Examine the records below. Report how many of their lines contain the word "white", with no other content.

*** The input ***

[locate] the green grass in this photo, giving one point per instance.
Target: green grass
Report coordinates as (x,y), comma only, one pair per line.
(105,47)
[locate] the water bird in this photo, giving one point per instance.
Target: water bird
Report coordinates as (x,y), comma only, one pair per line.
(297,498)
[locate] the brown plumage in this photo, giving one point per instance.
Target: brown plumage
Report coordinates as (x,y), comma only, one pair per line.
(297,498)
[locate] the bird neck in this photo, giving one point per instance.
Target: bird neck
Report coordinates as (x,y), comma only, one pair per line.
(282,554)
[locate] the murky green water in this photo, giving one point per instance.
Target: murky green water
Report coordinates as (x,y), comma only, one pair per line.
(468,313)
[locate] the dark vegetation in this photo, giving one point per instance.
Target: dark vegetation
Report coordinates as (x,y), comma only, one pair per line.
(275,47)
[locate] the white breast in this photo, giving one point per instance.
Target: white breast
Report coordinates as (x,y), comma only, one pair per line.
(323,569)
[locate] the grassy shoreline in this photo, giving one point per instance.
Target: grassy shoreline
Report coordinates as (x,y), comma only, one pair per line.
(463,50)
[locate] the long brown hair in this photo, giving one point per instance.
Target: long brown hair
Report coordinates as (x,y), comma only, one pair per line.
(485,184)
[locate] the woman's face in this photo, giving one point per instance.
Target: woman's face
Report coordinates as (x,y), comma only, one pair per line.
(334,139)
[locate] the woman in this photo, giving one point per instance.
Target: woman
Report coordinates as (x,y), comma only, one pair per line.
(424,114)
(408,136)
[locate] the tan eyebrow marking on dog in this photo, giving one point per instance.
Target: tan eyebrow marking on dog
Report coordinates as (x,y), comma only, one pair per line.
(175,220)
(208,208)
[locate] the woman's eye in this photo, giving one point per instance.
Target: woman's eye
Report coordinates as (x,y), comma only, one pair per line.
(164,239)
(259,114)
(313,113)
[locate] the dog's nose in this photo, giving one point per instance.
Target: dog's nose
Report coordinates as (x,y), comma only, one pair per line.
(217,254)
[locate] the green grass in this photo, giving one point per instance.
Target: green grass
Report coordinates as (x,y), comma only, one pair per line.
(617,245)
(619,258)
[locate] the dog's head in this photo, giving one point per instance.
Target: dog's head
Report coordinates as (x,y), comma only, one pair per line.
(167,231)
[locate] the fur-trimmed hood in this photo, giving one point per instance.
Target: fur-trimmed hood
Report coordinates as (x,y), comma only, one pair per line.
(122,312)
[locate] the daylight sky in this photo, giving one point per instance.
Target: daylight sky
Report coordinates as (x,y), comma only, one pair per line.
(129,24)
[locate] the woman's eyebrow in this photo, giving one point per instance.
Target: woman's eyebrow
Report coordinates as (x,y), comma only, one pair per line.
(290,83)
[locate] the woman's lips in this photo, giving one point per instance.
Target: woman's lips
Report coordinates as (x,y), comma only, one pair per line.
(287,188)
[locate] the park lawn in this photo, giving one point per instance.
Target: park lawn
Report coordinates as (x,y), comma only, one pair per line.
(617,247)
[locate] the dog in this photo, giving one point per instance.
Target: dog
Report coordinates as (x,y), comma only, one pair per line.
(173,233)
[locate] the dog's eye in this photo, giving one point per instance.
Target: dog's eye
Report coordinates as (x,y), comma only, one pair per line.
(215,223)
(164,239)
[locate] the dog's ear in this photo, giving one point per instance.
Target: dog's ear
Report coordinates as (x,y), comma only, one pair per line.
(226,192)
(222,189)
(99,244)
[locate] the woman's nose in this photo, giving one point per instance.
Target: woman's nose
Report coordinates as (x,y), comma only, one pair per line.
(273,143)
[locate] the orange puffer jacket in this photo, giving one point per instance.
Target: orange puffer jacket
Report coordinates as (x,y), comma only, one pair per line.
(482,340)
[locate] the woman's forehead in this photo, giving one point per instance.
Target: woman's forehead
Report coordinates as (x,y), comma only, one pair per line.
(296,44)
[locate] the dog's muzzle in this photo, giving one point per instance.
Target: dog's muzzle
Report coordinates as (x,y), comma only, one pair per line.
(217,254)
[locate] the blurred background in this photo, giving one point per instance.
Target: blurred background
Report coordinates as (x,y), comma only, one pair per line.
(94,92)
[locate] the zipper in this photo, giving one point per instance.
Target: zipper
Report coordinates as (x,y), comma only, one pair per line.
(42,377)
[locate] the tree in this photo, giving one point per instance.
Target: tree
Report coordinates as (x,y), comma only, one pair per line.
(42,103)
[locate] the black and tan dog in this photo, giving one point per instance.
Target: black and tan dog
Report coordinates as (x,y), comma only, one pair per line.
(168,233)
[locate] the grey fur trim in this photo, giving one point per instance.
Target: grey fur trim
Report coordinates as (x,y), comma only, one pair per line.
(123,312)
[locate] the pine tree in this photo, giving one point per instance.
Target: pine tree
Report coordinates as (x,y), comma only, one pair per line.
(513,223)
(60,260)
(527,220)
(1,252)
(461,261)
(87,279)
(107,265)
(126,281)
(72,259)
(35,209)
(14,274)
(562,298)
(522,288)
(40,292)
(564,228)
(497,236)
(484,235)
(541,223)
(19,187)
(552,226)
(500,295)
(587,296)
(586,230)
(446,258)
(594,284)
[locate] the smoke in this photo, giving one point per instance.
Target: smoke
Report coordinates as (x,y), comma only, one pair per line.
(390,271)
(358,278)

*** End of The input ***

**Response to this task**. 2